═══ The data ═══

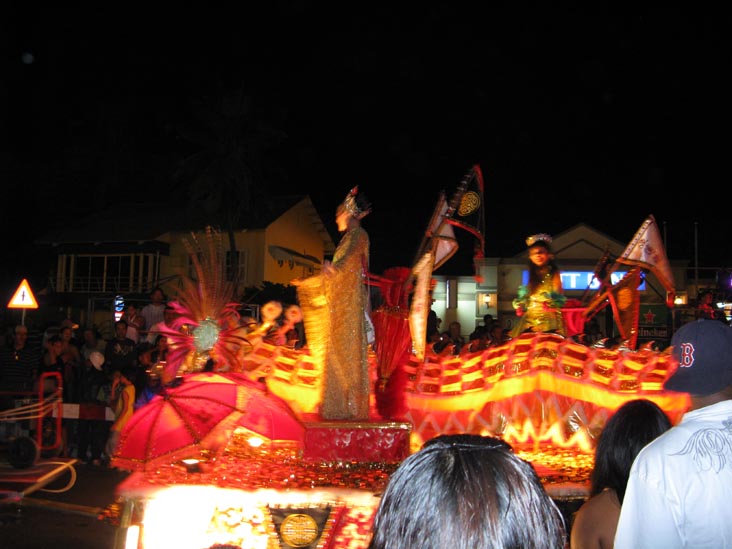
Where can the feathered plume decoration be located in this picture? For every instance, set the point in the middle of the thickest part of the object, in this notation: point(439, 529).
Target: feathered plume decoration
point(206, 333)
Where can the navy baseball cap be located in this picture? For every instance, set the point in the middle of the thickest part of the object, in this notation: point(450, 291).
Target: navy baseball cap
point(703, 349)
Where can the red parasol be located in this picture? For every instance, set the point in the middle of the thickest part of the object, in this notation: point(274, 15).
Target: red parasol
point(198, 416)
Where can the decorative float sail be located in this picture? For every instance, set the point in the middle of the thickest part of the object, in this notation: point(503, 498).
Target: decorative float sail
point(644, 253)
point(465, 210)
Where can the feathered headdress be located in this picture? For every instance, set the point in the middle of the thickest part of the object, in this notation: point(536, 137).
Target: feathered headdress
point(351, 206)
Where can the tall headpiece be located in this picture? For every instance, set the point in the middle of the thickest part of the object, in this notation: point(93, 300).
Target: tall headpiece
point(541, 237)
point(351, 206)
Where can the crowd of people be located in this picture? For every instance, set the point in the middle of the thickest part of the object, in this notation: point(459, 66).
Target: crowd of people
point(94, 372)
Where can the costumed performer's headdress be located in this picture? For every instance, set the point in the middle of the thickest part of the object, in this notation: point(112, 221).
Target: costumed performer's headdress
point(351, 205)
point(541, 237)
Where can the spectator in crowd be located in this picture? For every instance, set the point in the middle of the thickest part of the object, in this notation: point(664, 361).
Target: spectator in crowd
point(678, 489)
point(92, 341)
point(92, 427)
point(498, 336)
point(154, 312)
point(149, 383)
point(120, 350)
point(631, 427)
point(337, 301)
point(19, 366)
point(466, 492)
point(433, 327)
point(169, 315)
point(482, 328)
point(135, 322)
point(480, 344)
point(123, 404)
point(450, 340)
point(160, 351)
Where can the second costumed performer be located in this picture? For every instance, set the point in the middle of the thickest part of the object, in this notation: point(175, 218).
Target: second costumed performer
point(539, 303)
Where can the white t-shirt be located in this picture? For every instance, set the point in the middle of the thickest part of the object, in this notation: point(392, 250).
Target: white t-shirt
point(678, 493)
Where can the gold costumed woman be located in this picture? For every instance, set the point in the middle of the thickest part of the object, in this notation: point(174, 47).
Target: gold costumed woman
point(335, 307)
point(539, 304)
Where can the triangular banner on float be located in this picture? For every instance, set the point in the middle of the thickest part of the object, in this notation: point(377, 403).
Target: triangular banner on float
point(647, 251)
point(23, 297)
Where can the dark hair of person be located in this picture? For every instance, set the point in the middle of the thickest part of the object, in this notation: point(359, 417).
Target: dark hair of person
point(466, 492)
point(535, 276)
point(631, 427)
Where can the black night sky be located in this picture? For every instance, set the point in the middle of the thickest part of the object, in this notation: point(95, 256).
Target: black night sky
point(600, 118)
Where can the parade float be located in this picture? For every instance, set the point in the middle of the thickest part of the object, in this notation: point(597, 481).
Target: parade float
point(232, 452)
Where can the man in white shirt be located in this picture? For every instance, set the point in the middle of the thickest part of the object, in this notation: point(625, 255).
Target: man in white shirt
point(154, 312)
point(678, 491)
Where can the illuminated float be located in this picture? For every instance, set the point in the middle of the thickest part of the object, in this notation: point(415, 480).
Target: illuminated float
point(226, 474)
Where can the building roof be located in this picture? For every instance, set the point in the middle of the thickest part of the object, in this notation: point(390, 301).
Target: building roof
point(126, 222)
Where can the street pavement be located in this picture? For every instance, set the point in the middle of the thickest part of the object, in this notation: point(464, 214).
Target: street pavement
point(64, 518)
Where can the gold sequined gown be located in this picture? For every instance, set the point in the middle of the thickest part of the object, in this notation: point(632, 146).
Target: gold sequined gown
point(539, 315)
point(334, 308)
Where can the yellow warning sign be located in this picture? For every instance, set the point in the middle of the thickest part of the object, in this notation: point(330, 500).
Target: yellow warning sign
point(23, 298)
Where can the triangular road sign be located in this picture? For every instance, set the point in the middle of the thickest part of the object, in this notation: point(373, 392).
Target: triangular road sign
point(23, 298)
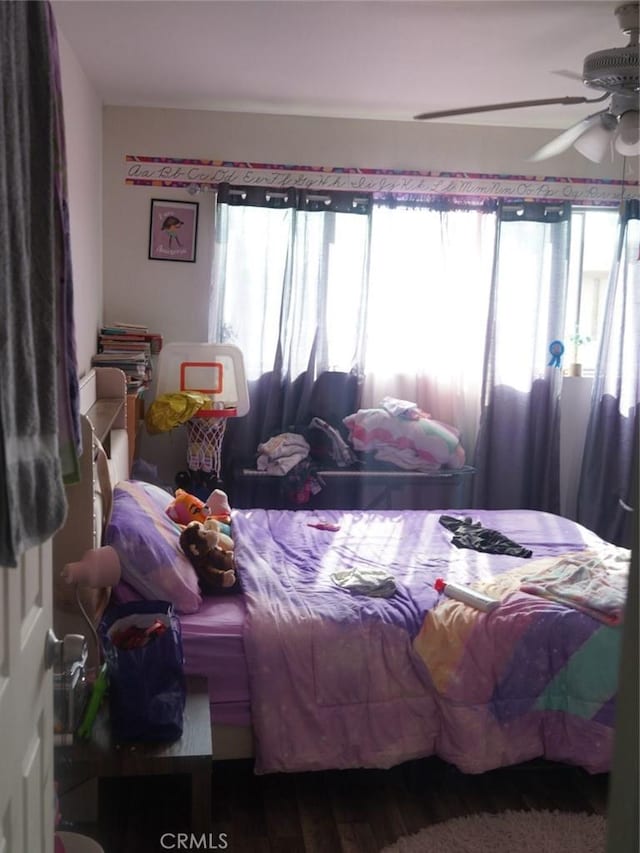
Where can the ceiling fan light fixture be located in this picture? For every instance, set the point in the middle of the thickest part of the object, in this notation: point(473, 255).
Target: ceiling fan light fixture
point(628, 137)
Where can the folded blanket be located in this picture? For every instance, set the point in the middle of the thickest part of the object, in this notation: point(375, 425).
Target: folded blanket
point(592, 582)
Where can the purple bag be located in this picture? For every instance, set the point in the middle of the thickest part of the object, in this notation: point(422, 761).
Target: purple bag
point(147, 688)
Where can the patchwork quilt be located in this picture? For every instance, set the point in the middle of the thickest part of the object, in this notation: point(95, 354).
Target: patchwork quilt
point(350, 675)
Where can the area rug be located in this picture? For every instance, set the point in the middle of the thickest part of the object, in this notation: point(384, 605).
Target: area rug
point(510, 832)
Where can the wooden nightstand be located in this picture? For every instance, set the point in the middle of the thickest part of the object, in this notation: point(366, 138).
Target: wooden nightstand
point(100, 757)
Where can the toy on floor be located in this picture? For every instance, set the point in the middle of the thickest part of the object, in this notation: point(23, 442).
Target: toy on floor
point(210, 552)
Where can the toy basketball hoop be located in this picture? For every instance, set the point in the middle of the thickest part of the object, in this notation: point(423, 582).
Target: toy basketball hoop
point(216, 370)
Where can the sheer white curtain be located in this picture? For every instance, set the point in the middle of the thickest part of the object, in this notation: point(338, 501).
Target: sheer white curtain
point(611, 456)
point(429, 288)
point(517, 454)
point(289, 288)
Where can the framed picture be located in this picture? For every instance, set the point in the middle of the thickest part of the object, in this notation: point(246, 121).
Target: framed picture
point(173, 230)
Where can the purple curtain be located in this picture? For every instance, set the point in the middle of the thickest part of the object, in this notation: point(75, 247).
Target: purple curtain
point(39, 423)
point(610, 460)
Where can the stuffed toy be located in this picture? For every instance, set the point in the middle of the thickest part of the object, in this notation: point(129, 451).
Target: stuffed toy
point(185, 508)
point(210, 552)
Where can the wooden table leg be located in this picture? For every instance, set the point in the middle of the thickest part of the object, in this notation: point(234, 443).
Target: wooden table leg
point(201, 806)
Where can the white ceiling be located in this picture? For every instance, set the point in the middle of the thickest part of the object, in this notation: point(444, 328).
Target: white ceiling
point(357, 59)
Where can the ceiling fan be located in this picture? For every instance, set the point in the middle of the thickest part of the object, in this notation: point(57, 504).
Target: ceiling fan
point(615, 71)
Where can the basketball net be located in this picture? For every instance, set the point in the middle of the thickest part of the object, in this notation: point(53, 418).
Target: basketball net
point(204, 444)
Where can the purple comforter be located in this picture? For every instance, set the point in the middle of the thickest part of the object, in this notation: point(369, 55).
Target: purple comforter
point(335, 681)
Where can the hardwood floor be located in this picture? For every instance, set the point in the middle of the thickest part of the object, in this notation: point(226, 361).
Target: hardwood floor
point(347, 811)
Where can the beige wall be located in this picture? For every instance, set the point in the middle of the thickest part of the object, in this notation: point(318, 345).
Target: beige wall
point(171, 297)
point(83, 130)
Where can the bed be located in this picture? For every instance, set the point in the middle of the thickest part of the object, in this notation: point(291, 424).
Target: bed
point(339, 652)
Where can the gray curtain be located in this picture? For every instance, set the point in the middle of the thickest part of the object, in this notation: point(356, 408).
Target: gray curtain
point(610, 459)
point(39, 421)
point(518, 448)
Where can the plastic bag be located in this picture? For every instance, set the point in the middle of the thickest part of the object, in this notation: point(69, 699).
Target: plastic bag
point(142, 644)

═══

Work to complete
Rewrite all the rows above with "thickest part" swapped for "widest part" wherever it appears, changing nothing else, and leave the pictures out.

Correct answer
Where can the feathered plume decoration be located in this picture? For every instance, set the point in the middle of the widest part of the object, in this notation: point(439, 529).
Target: feathered plume decoration
point(206, 333)
Where can the navy baseball cap be located in this picture? For every instance, set the point in the middle of the widest part of the object, in this notation: point(450, 291).
Target: navy baseball cap
point(703, 349)
Where can the red parasol be located in this picture? For every instance, set the point in the middle of the widest part of the object, in this notation: point(274, 15).
Target: red parasol
point(198, 416)
Where can the decorative float sail be located in this picture? For every instance, set the point in the middle of the widest part of the object, in this notation: point(503, 498).
Target: decorative float sail
point(644, 253)
point(465, 210)
Where can the feathered headdress be located in this picture? For every instance, set the point in the middle of the widest part of the object, in this notation: point(536, 137).
Target: feathered headdress
point(351, 206)
Where can the tall headpiece be located in this picture? For every instance, set the point in the middle of the widest part of the object, in this notation: point(93, 300).
Target: tall headpiece
point(541, 237)
point(351, 206)
Where can the crowd of people be located in this picture? For every instance, set the point in the middle of the widest part of the object, in this notation: point(459, 66).
Target: crowd of people
point(94, 372)
Where can the costumed performer's headdress be located in this picture? For every instance, set the point in the middle of the widest part of the object, in this notation: point(112, 221).
Target: costumed performer's headdress
point(351, 205)
point(541, 237)
Where can the spectator in crowd be located in this picture? For every instance, set the point in the middle of the widest part of the object, in this notation: point(664, 361).
Target: spectator in crowd
point(678, 489)
point(92, 341)
point(92, 427)
point(498, 336)
point(154, 312)
point(149, 383)
point(120, 350)
point(631, 427)
point(337, 301)
point(19, 366)
point(466, 492)
point(433, 327)
point(169, 315)
point(482, 328)
point(135, 322)
point(480, 344)
point(123, 404)
point(450, 340)
point(160, 351)
Where can the second costumed performer be located in this picture? For every instance, set the point in the middle of the widest part of the object, in this notation: point(175, 218).
Target: second costumed performer
point(539, 303)
Where can the white t-shirt be located in this picture? For every instance, set the point in the middle of the widest part of the object, in this notation: point(392, 250).
Target: white t-shirt
point(678, 493)
Where can the gold costumed woman be located in this picture? For every instance, set the point in the middle of the widest part of the object, in this notation: point(174, 47).
Target: gold costumed woman
point(335, 307)
point(539, 304)
Where can the triangular banner on float be located in this picture? For every instance, set the point in the middle of the widest part of the object, in this notation: point(377, 403).
Target: triangular banner on float
point(647, 251)
point(23, 297)
Where can the dark hair of person be located in this picture? For every instance, set the point in the middle of the widest part of the object, in this notation: point(359, 417).
Target: dark hair of person
point(466, 492)
point(535, 276)
point(631, 427)
Where can the black night sky be located in this picture? For every instance, set the point in the middle of the widest part of the object, in this notation: point(95, 256).
Target: black night sky
point(600, 118)
Where can the parade float be located in this picture? For every instance, set the point in the middle of the widest part of the object, in this notation: point(597, 481).
Target: parade float
point(232, 452)
Where can the man in white shirt be located in this picture? For every instance, set the point in the middle of the widest part of the object, in this notation: point(625, 255).
Target: man in white shirt
point(154, 312)
point(678, 491)
Where can the illuminated float be located in this picture? For every instance, set the point in the middle of the widest part of the object, in this notation: point(415, 480).
Target: illuminated float
point(226, 474)
Where can the building roof be located in this picture? For every instance, set the point in the middle of the widest part of the object, in this notation: point(390, 301).
Target: building roof
point(126, 222)
Where can the street pavement be located in this picture? For every instance, set the point in the middle of the widest part of the object, in this notation: point(464, 214).
Target: street pavement
point(64, 518)
Where can the gold sequined gown be located in this picture? For every instance, set the point in the middle of the widest part of the object, in this notation: point(632, 146).
Target: gold sequined gown
point(539, 315)
point(334, 308)
Where can the yellow warning sign be located in this picture? For every instance, set the point in the middle of the widest part of the object, in this notation: point(330, 500).
Target: yellow warning sign
point(23, 298)
Where can the triangular road sign be located in this picture? For every instance, set the point in the middle of the widest part of the object, in this notation: point(373, 392).
Target: triangular road sign
point(23, 298)
Where can the ceiling fan light fixture be located in this picture? For every instance, set the point in the middle of the widest part of the object, in this notation: point(473, 255).
Target: ceiling fan light fixture
point(628, 137)
Where can the folded blanket be located in this picture? For every instance, set the point in the middle of the widest part of the object, in this notation: point(375, 425).
Target: folded blanket
point(592, 582)
Where can the purple bag be located in this picture? For every instance, set the point in the middle of the widest part of the object, in this notation: point(422, 761).
Target: purple bag
point(147, 688)
Where can the patchwork quilt be located in this picture? For every instance, set the point in the middle of the widest part of the object, in this notation: point(95, 354).
Target: patchwork quilt
point(350, 675)
Where can the area rug be located in this picture? For every instance, set the point in the middle of the widest part of the object, in this notation: point(384, 605).
Target: area rug
point(510, 832)
Where can the wooden nightstand be located in this picture? For every instance, set the point in the middle of the widest part of the object, in this notation: point(366, 138).
Target: wooden nightstand
point(100, 757)
Where can the toy on floor be located in this picture? For every instance, set the point in the middle of the widest part of the object, in this notation: point(23, 442).
Target: toy on floor
point(210, 552)
Where can the toy basketball hoop be located in this picture? For every instance, set the point in the middle of the widest part of the object, in this notation: point(423, 582).
Target: toy basketball hoop
point(216, 370)
Where can the sheer white curtain be located in this picture? For every instance, set the point in the middle of the widest part of the object, in this notation: point(338, 501).
Target: sheer white curtain
point(611, 456)
point(429, 288)
point(517, 454)
point(289, 288)
Where can the framed picture be located in this picture? For every instance, set the point in the middle of the widest part of the object, in this notation: point(246, 121).
Target: framed picture
point(173, 230)
Where can the purple curtain be located in this picture? For every instance, set the point in the middle of the widest part of the object, in this notation: point(75, 247).
Target: purple curtain
point(39, 423)
point(610, 460)
Where can the stuffed toy be located in this picture? For every instance, set the point in the middle of the widest part of the object, in this notation: point(129, 451).
Target: stuffed toy
point(185, 508)
point(210, 552)
Where can the wooden table leg be located in this picture? For every instance, set the point in the middle of the widest part of the object, in this notation: point(234, 443).
Target: wooden table leg
point(201, 806)
Where can the white ceiling be located in this picture? For every instance, set the point in the middle of the widest part of the object, in this notation: point(444, 328).
Target: white ceiling
point(357, 59)
Where can the ceiling fan be located in this picture? For every instance, set the point in the middle of the widest part of the object, in this notation: point(57, 504).
Target: ceiling fan
point(615, 71)
Where can the basketball net be located in this picture? For every instance, set the point in the middle of the widest part of the object, in this notation: point(53, 418).
Target: basketball net
point(204, 444)
Where can the purple comforter be located in this picture? For every instance, set the point in the middle of the widest part of the object, in this notation: point(369, 55).
Target: purple comforter
point(335, 681)
Where can the hardwood floor be located in this picture? For every instance, set the point in the middle of the widest part of the object, in this notation: point(226, 361).
Target: hardwood floor
point(347, 811)
Where can the beige wall be located in this picture? For every instance, set the point in the middle of the widest part of the object, in this notation: point(318, 345).
Target: beige wall
point(171, 297)
point(83, 130)
Where can the bed be located in this picture? For every instance, set the point in the middle of the widest part of the object, in this notation: point(291, 424).
Target: bed
point(339, 652)
Where can the gray curtain be located in this picture? For every instance, set the point in the middle of the widest part of the object, in this notation: point(356, 408).
Target: gray curtain
point(610, 459)
point(39, 421)
point(518, 448)
Where can the plastic bag be located in this picture? For every instance, set the point in the middle of the widest part of the object, in this notation: point(69, 699).
Target: plastic bag
point(142, 644)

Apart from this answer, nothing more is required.